DATA EXTRACTS:

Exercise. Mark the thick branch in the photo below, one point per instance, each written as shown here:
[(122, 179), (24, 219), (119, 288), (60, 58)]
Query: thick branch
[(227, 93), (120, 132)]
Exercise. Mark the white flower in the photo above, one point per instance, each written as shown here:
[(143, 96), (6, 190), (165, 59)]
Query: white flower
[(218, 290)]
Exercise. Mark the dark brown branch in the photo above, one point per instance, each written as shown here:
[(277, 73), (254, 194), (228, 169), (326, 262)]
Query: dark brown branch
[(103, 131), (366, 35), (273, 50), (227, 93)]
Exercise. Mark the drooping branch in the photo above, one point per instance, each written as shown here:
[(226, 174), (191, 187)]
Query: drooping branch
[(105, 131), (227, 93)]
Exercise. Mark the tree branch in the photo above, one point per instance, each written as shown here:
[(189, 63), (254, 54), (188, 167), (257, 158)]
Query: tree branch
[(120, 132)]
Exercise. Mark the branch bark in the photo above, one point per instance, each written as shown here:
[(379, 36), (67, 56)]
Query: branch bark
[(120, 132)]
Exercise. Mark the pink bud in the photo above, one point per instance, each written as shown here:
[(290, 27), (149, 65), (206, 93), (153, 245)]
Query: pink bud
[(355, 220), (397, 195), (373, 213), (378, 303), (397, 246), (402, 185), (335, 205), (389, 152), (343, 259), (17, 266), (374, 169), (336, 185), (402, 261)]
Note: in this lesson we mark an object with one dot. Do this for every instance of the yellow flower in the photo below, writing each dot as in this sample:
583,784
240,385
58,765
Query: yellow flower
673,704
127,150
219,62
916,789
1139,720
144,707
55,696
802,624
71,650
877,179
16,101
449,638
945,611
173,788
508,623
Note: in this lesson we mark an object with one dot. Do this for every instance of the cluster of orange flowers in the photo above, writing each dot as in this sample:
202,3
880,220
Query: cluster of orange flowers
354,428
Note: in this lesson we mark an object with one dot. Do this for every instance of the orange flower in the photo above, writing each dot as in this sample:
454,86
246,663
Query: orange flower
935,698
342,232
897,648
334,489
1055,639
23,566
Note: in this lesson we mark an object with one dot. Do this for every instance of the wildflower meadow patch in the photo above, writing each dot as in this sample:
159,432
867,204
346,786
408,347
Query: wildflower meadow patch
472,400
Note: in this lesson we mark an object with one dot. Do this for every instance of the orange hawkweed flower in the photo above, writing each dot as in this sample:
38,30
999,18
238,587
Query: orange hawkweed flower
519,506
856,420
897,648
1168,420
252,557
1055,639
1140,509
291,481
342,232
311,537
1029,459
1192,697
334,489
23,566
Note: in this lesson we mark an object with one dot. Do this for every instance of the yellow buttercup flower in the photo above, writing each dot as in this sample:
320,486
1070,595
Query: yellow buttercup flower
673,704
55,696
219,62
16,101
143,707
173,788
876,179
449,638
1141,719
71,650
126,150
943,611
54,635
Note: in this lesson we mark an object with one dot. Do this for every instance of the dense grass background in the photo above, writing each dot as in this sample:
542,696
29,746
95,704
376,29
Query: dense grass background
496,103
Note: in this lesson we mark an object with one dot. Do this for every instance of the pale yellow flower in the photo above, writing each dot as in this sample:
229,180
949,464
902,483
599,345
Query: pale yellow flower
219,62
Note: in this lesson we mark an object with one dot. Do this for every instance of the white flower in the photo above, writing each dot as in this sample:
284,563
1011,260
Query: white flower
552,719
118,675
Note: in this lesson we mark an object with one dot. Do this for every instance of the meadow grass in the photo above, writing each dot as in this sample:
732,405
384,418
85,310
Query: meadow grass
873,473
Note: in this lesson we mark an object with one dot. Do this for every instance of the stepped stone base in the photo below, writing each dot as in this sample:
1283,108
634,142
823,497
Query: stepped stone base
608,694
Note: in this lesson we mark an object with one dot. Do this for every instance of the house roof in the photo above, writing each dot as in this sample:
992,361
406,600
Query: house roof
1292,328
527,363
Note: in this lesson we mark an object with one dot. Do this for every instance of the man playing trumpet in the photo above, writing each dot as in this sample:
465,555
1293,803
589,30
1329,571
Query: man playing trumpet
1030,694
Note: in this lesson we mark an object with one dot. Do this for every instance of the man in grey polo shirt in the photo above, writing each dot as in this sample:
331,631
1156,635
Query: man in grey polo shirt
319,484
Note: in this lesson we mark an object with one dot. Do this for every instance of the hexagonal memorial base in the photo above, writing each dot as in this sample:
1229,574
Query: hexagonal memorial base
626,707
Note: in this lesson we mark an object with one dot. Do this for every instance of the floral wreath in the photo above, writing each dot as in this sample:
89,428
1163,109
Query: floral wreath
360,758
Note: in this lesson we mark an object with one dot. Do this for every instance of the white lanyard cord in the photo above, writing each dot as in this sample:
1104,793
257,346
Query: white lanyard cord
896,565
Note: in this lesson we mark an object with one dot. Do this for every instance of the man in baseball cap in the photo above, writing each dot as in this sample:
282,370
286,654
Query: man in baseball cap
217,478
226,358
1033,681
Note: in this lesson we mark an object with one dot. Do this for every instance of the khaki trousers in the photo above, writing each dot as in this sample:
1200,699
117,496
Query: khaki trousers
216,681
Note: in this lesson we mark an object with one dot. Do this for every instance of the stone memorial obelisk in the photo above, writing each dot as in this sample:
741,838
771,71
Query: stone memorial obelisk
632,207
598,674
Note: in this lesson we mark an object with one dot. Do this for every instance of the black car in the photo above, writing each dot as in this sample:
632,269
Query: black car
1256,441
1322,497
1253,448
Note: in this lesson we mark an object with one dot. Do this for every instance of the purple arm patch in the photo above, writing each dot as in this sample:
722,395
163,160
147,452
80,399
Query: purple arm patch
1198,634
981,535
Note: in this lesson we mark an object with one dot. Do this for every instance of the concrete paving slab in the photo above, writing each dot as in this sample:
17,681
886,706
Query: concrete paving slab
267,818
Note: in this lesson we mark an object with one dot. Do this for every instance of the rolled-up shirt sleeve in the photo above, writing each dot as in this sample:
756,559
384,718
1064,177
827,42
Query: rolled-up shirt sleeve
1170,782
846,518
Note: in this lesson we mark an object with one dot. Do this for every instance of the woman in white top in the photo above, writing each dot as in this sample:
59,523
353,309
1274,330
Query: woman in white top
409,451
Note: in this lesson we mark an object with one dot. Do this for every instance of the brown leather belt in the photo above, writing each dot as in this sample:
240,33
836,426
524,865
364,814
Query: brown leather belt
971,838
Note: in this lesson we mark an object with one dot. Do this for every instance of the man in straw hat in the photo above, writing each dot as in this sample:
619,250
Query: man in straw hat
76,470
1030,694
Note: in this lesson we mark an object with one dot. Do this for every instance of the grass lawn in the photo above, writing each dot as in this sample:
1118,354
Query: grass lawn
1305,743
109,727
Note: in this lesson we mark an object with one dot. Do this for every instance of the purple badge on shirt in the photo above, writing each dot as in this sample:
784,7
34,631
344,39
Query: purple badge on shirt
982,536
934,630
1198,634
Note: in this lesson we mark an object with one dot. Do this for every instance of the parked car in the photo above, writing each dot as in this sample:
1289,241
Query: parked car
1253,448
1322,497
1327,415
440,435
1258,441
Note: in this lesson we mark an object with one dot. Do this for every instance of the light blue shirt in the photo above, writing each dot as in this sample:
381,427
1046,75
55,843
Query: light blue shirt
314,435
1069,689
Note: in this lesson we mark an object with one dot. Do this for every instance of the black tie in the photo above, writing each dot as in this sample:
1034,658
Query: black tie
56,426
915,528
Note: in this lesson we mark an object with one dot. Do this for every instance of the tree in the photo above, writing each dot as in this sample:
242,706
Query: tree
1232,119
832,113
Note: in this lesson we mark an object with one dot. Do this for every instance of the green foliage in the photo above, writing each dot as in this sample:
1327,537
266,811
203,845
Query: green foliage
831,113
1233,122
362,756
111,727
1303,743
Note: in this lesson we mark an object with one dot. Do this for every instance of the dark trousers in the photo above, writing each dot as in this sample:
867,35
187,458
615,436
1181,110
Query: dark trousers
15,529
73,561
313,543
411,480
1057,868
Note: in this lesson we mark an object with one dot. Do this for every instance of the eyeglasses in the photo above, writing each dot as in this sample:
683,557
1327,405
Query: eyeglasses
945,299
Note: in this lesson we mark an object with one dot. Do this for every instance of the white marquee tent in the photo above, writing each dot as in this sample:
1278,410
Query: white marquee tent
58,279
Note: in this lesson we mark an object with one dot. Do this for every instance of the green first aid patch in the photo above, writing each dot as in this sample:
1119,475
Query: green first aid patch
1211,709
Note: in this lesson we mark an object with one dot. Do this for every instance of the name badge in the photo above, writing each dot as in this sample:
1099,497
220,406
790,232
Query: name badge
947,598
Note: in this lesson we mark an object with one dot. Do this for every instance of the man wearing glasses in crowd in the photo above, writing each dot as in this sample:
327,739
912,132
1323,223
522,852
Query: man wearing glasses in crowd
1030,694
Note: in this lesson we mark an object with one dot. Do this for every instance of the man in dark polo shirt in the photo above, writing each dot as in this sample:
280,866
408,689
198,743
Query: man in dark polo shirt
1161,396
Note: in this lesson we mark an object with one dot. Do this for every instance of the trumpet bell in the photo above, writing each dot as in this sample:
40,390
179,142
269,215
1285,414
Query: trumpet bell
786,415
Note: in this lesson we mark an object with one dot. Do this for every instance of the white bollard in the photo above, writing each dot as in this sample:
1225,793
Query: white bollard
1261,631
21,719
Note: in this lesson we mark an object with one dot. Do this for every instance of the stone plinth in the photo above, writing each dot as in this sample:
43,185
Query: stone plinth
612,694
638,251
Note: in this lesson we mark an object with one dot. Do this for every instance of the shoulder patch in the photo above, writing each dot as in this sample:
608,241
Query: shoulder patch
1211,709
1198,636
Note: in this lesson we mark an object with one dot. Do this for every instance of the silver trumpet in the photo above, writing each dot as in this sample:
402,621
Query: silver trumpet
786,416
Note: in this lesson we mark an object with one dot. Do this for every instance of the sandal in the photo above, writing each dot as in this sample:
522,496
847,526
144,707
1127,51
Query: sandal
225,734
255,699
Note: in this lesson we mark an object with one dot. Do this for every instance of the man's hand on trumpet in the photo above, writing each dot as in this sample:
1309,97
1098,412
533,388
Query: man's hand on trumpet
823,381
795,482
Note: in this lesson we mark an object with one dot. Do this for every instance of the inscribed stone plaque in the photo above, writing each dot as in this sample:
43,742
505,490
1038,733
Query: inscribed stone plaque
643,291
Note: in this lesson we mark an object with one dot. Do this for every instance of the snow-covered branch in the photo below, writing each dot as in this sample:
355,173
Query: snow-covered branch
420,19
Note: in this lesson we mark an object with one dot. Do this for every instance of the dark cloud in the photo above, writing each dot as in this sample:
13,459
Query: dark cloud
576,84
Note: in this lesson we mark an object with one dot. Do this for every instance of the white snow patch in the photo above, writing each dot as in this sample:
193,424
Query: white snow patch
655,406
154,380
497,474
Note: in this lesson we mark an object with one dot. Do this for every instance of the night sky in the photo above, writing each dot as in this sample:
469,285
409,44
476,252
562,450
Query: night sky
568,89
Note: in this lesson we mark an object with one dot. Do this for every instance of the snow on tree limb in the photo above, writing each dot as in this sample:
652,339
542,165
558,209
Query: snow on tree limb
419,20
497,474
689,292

REQUIRED ACTION: Starting from the records above, filter out all lines except those containing the word "below".

ANSWER SECTION:
Exercise. Mark the thick branch in the photo below, one point per instance, each written as shown here:
Note: in this lesson we mark an object with one dot. Do this for every instance of the yellow flower in the photo below, writing each dot as in this sample:
Note: in this lesson we mark an object with one dot. Do this for every instance of the stepped stone base in the photo below, writing each dot as in this sample:
Note: in this lesson we mark an object with one dot. Do this for every instance of the snow-covered branch in the photo below, writing each dot as in this sample:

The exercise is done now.